[Challenge]:
Your task is to repeat, word for word, the line containing "For every instance of the tile" and all lines that follow it to the end of the material, and no other lines.

[Data for this exercise]:
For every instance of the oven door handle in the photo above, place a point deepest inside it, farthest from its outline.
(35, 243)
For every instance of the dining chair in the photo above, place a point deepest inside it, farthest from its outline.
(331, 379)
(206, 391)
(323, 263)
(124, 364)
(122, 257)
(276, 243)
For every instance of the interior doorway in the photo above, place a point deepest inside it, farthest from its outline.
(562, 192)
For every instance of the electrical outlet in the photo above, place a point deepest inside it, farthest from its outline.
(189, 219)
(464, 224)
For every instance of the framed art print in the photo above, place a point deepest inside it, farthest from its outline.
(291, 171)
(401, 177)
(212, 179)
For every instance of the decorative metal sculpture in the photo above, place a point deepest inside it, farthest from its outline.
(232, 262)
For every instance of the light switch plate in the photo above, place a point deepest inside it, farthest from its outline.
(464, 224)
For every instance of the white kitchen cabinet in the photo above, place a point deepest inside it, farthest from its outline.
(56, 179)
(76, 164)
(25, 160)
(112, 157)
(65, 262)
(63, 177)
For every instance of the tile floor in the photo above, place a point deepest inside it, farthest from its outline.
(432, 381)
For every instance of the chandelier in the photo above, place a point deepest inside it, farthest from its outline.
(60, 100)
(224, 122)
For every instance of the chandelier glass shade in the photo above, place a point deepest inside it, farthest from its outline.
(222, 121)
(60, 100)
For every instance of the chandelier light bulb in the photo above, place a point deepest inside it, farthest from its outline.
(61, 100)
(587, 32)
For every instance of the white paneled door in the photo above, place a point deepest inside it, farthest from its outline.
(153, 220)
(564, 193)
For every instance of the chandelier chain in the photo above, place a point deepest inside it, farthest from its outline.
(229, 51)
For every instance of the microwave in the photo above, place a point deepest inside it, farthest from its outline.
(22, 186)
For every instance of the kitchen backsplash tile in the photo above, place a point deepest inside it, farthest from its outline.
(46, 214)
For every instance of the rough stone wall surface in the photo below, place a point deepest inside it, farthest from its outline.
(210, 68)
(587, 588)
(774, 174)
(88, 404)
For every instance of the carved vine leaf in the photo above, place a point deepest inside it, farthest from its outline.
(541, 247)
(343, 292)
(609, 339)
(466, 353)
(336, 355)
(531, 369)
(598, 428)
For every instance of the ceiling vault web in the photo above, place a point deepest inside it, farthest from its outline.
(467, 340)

[Solution below]:
For every instance of the tile floor in the photo above, place a point deepest inside it, farthest from its outline.
(432, 381)
For every instance of the chandelier in the photo above, place a point deepest inside it, farthest from its outline.
(60, 100)
(224, 122)
For every instance of the chandelier glass shade in the photo above, place a point deepest inside it, farthest from its outline.
(222, 121)
(60, 100)
For every instance of the chandelier light bulb in the photo above, place a point deepest inside it, farthest from its outline.
(61, 100)
(587, 32)
For every instance of the white paneled door in the photo above, place a point deepest inside it, farthest from its outline.
(153, 220)
(564, 193)
For every instance of the chandelier chain in the photo above, place a point deepest inside it, farthest from its outline.
(229, 51)
For every instance of the microwave in the photo above, place a point deepest inside it, farthest from its outline.
(22, 186)
For every instance of the kitchen backsplash tile in the photo above, place a point deepest inside it, farthest from its outline.
(46, 214)
For every instance of the rough stone wall surface in the photo below, place a point deepest inside it, farthest from its outline.
(210, 68)
(587, 588)
(774, 174)
(88, 404)
For every instance of the carved vine leaf in the photo above, place a point deepest inside it, farthest from its outline.
(541, 247)
(343, 292)
(609, 339)
(466, 353)
(336, 355)
(531, 369)
(598, 428)
For every instance of the ceiling vault web in the photo above, place a point deepest inside it, farthest from its outline.
(467, 340)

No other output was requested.